* Task details:
Reproduce verbatim only the lines from the one containing "object | sidewalk" through the last line below, both included.

* Supplied records:
[start]

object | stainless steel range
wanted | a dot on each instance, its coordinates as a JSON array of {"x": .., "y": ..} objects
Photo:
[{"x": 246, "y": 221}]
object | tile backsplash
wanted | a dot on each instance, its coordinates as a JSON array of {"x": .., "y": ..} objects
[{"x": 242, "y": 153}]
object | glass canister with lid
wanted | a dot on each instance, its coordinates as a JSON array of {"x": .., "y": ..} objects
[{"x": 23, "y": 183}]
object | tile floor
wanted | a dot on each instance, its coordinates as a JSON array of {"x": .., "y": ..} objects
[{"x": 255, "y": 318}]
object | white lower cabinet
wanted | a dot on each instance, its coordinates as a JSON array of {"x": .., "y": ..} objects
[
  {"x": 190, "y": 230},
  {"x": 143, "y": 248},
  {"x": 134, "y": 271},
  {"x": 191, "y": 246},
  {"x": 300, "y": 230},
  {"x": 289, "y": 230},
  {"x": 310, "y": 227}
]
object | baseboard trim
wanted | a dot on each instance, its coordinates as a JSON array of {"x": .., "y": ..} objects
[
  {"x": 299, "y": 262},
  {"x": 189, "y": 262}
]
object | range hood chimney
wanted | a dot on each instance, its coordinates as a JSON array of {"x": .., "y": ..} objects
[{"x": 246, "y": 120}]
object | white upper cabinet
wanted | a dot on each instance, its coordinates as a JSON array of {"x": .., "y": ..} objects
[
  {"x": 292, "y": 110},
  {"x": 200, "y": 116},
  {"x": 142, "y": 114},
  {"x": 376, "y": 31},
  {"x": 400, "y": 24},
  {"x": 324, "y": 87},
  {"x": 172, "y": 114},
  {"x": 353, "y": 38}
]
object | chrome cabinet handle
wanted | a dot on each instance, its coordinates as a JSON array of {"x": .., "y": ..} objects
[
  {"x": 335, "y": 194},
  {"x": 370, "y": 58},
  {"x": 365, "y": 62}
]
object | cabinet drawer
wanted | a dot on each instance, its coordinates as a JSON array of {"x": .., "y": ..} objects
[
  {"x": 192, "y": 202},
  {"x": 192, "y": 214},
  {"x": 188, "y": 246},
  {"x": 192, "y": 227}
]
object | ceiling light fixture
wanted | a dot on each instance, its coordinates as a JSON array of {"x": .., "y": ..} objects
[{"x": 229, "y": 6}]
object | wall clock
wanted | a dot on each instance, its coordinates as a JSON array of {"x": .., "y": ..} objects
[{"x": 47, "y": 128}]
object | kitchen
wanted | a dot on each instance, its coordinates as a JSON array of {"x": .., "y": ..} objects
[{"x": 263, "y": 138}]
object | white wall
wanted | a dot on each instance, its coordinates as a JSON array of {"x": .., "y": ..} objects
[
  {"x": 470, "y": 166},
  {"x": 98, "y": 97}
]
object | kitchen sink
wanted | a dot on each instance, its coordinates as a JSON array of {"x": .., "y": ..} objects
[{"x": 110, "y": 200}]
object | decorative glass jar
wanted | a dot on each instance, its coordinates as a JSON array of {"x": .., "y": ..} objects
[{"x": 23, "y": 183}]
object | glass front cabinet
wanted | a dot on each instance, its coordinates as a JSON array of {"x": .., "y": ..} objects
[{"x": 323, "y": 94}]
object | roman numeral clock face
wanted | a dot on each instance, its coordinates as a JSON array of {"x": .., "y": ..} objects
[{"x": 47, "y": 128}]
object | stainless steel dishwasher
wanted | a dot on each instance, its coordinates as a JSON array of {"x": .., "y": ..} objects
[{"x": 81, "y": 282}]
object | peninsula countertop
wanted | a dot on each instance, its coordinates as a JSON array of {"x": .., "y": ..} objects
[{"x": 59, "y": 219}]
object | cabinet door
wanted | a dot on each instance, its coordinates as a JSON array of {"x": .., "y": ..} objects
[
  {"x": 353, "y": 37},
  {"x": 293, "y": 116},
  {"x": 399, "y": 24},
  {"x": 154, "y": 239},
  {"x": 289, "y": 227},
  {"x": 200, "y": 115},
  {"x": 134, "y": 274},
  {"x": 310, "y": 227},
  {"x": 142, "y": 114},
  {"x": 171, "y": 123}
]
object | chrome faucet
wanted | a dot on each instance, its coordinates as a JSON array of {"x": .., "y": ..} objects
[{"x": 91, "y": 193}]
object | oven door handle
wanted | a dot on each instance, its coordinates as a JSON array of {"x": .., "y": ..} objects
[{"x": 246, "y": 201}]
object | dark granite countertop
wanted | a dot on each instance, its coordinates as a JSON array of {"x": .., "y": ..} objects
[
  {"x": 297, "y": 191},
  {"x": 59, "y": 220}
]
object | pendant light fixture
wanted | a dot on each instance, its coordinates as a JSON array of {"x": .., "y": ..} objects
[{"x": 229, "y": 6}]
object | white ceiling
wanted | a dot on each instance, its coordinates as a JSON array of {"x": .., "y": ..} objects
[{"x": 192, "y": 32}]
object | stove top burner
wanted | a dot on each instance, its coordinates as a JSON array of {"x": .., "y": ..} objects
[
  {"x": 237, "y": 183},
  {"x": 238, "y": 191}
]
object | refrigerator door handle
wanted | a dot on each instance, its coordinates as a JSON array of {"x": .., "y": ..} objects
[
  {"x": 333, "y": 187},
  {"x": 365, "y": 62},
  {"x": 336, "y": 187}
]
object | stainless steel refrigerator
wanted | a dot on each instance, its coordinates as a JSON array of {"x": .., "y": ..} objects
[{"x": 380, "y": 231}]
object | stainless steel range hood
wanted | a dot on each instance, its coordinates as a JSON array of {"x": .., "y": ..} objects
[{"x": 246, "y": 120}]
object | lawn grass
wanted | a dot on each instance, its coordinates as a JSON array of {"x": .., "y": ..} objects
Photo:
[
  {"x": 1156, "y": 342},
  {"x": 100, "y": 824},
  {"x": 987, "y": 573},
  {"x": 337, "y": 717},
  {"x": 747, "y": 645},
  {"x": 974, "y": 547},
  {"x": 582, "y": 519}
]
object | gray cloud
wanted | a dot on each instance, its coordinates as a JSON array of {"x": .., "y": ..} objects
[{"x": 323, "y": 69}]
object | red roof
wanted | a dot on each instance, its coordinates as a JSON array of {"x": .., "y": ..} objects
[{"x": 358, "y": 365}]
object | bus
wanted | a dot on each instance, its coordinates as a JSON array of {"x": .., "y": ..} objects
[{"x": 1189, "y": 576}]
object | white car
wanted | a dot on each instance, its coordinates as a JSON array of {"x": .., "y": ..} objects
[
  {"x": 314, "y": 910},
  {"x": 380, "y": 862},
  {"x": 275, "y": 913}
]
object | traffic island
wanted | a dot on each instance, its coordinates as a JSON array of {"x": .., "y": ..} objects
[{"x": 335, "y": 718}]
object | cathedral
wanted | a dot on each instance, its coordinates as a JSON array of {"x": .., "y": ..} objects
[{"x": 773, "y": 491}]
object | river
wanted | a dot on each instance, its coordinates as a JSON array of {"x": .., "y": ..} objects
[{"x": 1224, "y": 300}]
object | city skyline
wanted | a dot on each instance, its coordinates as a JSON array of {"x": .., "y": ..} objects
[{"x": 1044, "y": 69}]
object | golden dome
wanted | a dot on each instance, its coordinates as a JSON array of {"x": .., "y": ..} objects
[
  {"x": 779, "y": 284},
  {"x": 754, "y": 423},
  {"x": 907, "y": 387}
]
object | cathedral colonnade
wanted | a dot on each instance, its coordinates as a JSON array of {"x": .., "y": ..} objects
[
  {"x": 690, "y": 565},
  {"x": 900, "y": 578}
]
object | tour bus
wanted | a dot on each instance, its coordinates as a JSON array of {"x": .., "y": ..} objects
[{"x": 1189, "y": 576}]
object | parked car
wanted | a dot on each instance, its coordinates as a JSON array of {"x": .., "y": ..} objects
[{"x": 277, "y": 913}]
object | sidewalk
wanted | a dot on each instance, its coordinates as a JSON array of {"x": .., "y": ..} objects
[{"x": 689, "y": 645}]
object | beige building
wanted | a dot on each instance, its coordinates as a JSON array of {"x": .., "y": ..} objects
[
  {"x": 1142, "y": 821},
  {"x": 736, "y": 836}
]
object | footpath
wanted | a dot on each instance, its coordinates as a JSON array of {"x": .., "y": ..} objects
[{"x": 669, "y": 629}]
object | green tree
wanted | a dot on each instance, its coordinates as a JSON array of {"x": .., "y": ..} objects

[end]

* Full response:
object | sidewalk
wanted | a dot on each instance, its coordinates as a JSON array of {"x": .., "y": ..} objects
[{"x": 689, "y": 645}]
object | beige building
wanted | a dot on each instance, its coordinates as a JSON array of {"x": .., "y": ..} objects
[
  {"x": 1142, "y": 821},
  {"x": 736, "y": 836}
]
object | footpath
wanted | a dot on each instance, its coordinates as a JSON array of {"x": .., "y": ..} objects
[{"x": 669, "y": 629}]
object | green tree
wanted | a dot on each instance, its coordinates as a JSON array of {"x": .., "y": ..} objects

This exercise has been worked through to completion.